### DESCRIPTION OF THE TASK
The reply should be an exact transcription of every record.

### THE DATA

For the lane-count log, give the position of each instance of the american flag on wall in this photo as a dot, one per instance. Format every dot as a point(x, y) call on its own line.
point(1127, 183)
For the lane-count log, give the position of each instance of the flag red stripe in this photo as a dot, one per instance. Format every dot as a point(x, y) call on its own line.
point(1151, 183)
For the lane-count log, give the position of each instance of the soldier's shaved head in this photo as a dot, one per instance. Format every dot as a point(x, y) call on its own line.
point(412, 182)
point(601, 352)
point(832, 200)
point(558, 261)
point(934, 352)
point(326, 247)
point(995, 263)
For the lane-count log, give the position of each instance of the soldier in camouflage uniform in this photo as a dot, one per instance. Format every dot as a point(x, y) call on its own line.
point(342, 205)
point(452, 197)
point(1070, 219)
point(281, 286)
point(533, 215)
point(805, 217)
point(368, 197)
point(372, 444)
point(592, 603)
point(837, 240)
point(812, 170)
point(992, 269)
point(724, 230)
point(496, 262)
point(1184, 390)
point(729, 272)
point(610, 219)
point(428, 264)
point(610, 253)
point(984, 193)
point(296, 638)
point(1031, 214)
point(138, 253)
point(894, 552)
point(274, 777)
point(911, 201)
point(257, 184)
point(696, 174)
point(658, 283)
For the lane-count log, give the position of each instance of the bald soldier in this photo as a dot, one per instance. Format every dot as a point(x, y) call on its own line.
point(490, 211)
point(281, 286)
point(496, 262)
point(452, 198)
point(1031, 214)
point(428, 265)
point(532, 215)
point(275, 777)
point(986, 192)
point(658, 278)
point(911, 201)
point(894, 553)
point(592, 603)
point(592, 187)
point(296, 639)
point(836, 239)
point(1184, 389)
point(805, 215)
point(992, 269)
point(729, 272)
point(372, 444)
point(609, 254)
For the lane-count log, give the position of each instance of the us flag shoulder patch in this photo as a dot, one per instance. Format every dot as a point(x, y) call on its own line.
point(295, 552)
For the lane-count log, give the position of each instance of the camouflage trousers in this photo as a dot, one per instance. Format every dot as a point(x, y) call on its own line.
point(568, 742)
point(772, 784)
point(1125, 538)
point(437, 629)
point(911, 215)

### RESPONSE
For the lane-count log, give the position of each instance of the american flag on wall in this photo as a dot, one per instance. Format every dot as a point(x, y) call on its own line.
point(1127, 183)
For the lane-count log, give the position of each instance of the flag red stripe in this photo as a dot, one per instance. Format every dot as a point(x, y) call on its own line.
point(1151, 183)
For the lane-count log, give the position of each instance of the soldier's shaved head in this photo as a dot, one per instance. Format every dot as a point(x, y) call on its own line.
point(412, 182)
point(601, 352)
point(832, 200)
point(558, 261)
point(934, 352)
point(326, 247)
point(995, 263)
For the lane-count log, give the position of each instance of the soldier in camouflage uniform in this photo as a dot, one per instance. Format every dot as a point(x, y) call on its own line.
point(342, 205)
point(452, 197)
point(1070, 219)
point(281, 286)
point(533, 215)
point(805, 217)
point(368, 197)
point(372, 444)
point(592, 603)
point(837, 240)
point(812, 170)
point(992, 269)
point(724, 230)
point(496, 262)
point(1184, 390)
point(729, 272)
point(610, 219)
point(428, 264)
point(610, 253)
point(984, 193)
point(296, 638)
point(1031, 214)
point(138, 253)
point(894, 552)
point(274, 777)
point(911, 201)
point(257, 184)
point(696, 174)
point(658, 283)
For the lane-count log, give the position of each instance of the bald soldier in this photo as a dot, one per instance. Format every dot as a point(x, y) call on its own line.
point(490, 211)
point(281, 286)
point(496, 262)
point(452, 198)
point(1031, 214)
point(428, 265)
point(532, 215)
point(275, 777)
point(986, 192)
point(658, 278)
point(911, 201)
point(894, 553)
point(592, 603)
point(592, 187)
point(296, 639)
point(836, 239)
point(1184, 389)
point(805, 215)
point(992, 269)
point(729, 272)
point(372, 444)
point(609, 254)
For the lane-count log, give the position of each instance of the us flag shoulder patch in this photo as a dot, one per instance. Format every dot as a point(x, y) call on its own line.
point(295, 552)
For the lane-count log, give the position of each instance of the camouflage trousers in this photo as a dot, one per instance. Format every dot as a point(x, y) call on its own line.
point(568, 742)
point(772, 784)
point(1125, 538)
point(437, 629)
point(911, 215)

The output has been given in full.